**Stated exercise:** Swap "photo" for "image" throughout all of the records below and reproduce them with nothing else changed. Leave the pictures out of your answer.

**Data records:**
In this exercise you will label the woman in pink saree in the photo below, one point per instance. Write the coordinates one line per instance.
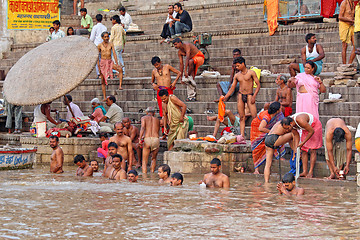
(307, 100)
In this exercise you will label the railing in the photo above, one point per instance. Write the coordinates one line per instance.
(296, 9)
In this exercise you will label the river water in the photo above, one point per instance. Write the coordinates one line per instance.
(39, 205)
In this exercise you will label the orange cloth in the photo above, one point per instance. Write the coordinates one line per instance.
(199, 59)
(221, 110)
(272, 15)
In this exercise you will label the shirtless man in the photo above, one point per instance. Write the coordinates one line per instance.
(284, 95)
(133, 133)
(117, 172)
(112, 150)
(194, 59)
(246, 78)
(216, 179)
(282, 132)
(106, 64)
(84, 170)
(162, 74)
(149, 137)
(346, 28)
(176, 179)
(164, 173)
(124, 143)
(288, 186)
(337, 152)
(57, 156)
(133, 176)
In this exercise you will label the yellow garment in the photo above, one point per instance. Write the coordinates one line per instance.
(346, 32)
(117, 36)
(272, 7)
(178, 130)
(357, 18)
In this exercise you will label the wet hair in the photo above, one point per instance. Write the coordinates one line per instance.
(288, 178)
(133, 172)
(79, 158)
(57, 22)
(283, 78)
(98, 17)
(239, 60)
(308, 36)
(176, 40)
(155, 59)
(312, 64)
(69, 97)
(103, 135)
(286, 121)
(104, 33)
(112, 144)
(117, 156)
(163, 92)
(67, 31)
(216, 161)
(165, 168)
(179, 5)
(112, 98)
(339, 135)
(116, 18)
(178, 176)
(54, 137)
(274, 107)
(237, 50)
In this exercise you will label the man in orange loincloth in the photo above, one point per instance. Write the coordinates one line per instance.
(194, 59)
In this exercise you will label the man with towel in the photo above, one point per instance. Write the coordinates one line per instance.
(174, 115)
(346, 28)
(337, 151)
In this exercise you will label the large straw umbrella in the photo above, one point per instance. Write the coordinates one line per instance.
(50, 71)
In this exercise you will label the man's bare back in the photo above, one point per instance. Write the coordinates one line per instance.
(219, 180)
(105, 50)
(57, 160)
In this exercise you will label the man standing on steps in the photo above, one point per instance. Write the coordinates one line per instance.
(174, 115)
(182, 20)
(246, 79)
(194, 59)
(149, 138)
(311, 52)
(338, 147)
(162, 74)
(346, 28)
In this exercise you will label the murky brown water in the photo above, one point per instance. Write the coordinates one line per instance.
(35, 204)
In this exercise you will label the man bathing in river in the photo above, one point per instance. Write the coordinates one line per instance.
(133, 133)
(112, 150)
(117, 172)
(149, 138)
(57, 156)
(164, 173)
(84, 170)
(216, 179)
(194, 59)
(124, 143)
(176, 179)
(162, 74)
(288, 186)
(338, 147)
(246, 79)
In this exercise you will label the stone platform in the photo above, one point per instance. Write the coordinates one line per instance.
(194, 156)
(71, 147)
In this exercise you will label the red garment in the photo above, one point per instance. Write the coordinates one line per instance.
(288, 111)
(159, 99)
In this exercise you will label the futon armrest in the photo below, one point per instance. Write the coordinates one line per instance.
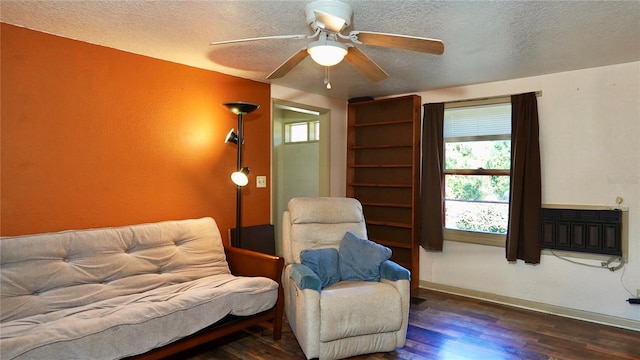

**Solution:**
In this exercise you will label the woman in pink saree in the image below, one point per instance. Write the coordinates one line per instance.
(307, 100)
In this exercise you will label the railing in the image above, one point per instance. Write the coordinates one line per instance.
(296, 9)
In this exercise you will label the river water in the image above, one point per instance. Write the coordinates one line per instance.
(39, 205)
In this exercise you will label the orange cloth in the image above, one point per instance. Write the coordinates one line per instance.
(199, 59)
(221, 110)
(272, 15)
In this exercise you will label the shirtless man in the image above, one point per instance. Write the coordinates one line per instance.
(284, 95)
(133, 133)
(117, 172)
(112, 150)
(194, 59)
(246, 78)
(216, 179)
(282, 132)
(106, 64)
(84, 170)
(162, 74)
(149, 137)
(346, 28)
(176, 179)
(164, 173)
(124, 143)
(288, 186)
(337, 152)
(57, 156)
(133, 176)
In this exercise you will label the yellow garment in the image above, one point per instance. Write the coordinates one line per instance.
(346, 32)
(117, 36)
(272, 7)
(178, 130)
(357, 18)
In this exercise you will label the wet hair in the image above, one point per instance. Write the coordinates one line per instance.
(288, 178)
(133, 172)
(79, 158)
(57, 22)
(283, 78)
(98, 17)
(239, 60)
(308, 36)
(176, 40)
(155, 59)
(312, 64)
(69, 97)
(103, 135)
(286, 121)
(104, 33)
(112, 144)
(117, 156)
(163, 92)
(67, 31)
(216, 161)
(165, 168)
(179, 5)
(112, 98)
(339, 135)
(116, 18)
(178, 176)
(54, 137)
(274, 107)
(237, 50)
In this exercise you will label the man in orange loincloth in the image above, one point per instance. Write the coordinates one line per instance.
(194, 59)
In this exercise you will label the man with towel in the image above, one point per instance. Write the coordinates one line per instance.
(174, 115)
(346, 28)
(337, 151)
In this exercise you will label the large straw umbrella in the image above, one point per instance. Write the coordinates one line per instance.
(50, 71)
In this exercise you will label the man's bare back in the image above, one point per instance. Write the coordinates one line per instance.
(219, 180)
(105, 50)
(57, 160)
In this exercise you will label the man standing on steps in the image above, one point per instance. Write the coordinates one line per instance.
(174, 115)
(182, 20)
(246, 79)
(194, 59)
(149, 138)
(311, 52)
(338, 147)
(162, 74)
(346, 28)
In this exercise you will label the murky brown water in the image above, one point per instance. Write the coordinates one line per instance.
(35, 204)
In this exercise you will label the man bathing in river in the image above, one point per instance. Write the coordinates one line per instance.
(133, 133)
(112, 150)
(117, 172)
(149, 138)
(57, 156)
(164, 173)
(84, 170)
(216, 179)
(194, 59)
(124, 143)
(176, 179)
(162, 74)
(288, 186)
(338, 147)
(246, 79)
In this exercise you will label the stone platform in the image above, one point per instance. Write the coordinates one line per instance.
(194, 156)
(71, 147)
In this exercise you will label the red garment in the image above, one point per instance. Write the coordinates one line per instance.
(288, 111)
(159, 99)
In this exercise you will label the futon armrest in the image below, one point per instance. Write the coordinates one line per instance.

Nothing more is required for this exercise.